◆ Source
▬▬▬▬▬▬▬▬▬▬

# Speedfan/Overheating, help?



## 19TcH91 (Mar 31, 2011)

Okay so i was having a lot of issues with overheating when i was playing such games like WoW and SC2, also running youtube videos etc. I didn't think much of it at the time due to the case i had only had like 2 fans in, but i kept it from overheating by having a desk fan facing the inside of my computer with the side panel off.

So i recently bought a new case from my local computer store, everything is fit fine, i have 2 120mm Fans and 1 40mm fan (Purchasing 2 more 120mm tomorow), my graphics card is a Nvidia 8600 GT, and im asuming this is the reason for the force shut down. Im not quite sure what i can do to fix it or does anyone have any suggestions.

I have attached a screenshot of Speedfan, which i downloaded recently but i am not sure what Temp 1 is linked to...

Faithfully
TcH


----------



## GZ (Jan 31, 2010)

Hello 10TcH91 and welcome to TSF,

Check your CPU and system temps in the BIOS. They are the most accurate.

To check and monitor your temps real-time, use a program like HWMonitor (CPUID - System & hardware benchmark, monitoring, reporting)

HWMonitor will put a name to most temps, making it easier to figure out what is what.


----------



## WereBo (Apr 5, 2008)

Allo 19TcH91 and welcome to TSF :wave:

Speedfan is great for having an instant display in the System-Tray but, it's not much help if it can't identify what's what :grin:

If you install '*PC-Wizard*' (It's a freebie :wink and run it, it will identify all the appropriate bits and show their temps, voltages etc. too.

With that info, you can configure Speedfan and rename the readings to something more appropriate than 'Temp1', 'Temp2' and so on :wink: 

I'd guess that the 'Temp1' is the CPU, though the graphics card(s) tend to be the hottest part of a PC, unless the CPU-heatsink needs an urgent clean :laugh:

Have you cleaned out your PC recently? - The heatsink can quickly build up an insulating layer of dust between the vanes and on the fan-blades, making both inefficient at what they're supposed to do. 

A can of compressed-air and an artist's paint-brush is ideal for cleaning both, you can use a vacuum-cleaner to catch the dust that'll float around in the air, but don't get the nozzle closer than about 6" to any of the components - Fast-moving dry air can generate a lot of static electricity, which can zap some components.

Also, how tidy is the cabling inside the case? Bundles of wires and cables can seriously disrupt the air-flow through the PC, causing dead-spots and hot-spots. If necessary, cable-ties can be used to fix the cables out of the way.

▬▬▬▬▬▬▬▬▬▬

◆ Requests
1 – In the Speedfan thread, what graphics card does the first poster have?
2 – Reproduce the part of the Speedfan thread that opens with the words containing "Hello 10TcH91 and" and closes with "(Apr 5, 2008)".
3 – Decide whether each statement agrees with the Speedfan thread, and quote the words that settle it: (a) The new case holds two 120mm fans and one 40mm fan. (b) GZ calls the temps shown in the BIOS the most accurate. (c) WereBo suggests keeping the vacuum-cleaner nozzle within about 6" of the components.

▬▬▬▬▬▬▬▬▬▬

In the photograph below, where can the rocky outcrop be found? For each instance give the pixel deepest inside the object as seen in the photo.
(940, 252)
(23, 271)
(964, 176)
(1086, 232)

▬▬▬▬▬▬▬▬▬▬

◆ Solutions to the exercise
1 – An Nvidia 8600 GT.

2 –
Hello 10TcH91 and welcome to TSF,

Check your CPU and system temps in the BIOS. They are the most accurate.

To check and monitor your temps real-time, use a program like HWMonitor (CPUID - System & hardware benchmark, monitoring, reporting)

HWMonitor will put a name to most temps, making it easier to figure out what is what.


----------



## WereBo (Apr 5, 2008)

3 –
(a) Yes: "i have 2 120mm Fans and 1 40mm fan"
(b) Yes: "Check your CPU and system temps in the BIOS. They are the most accurate."
(c) No: "don't get the nozzle closer than about 6" to any of the components"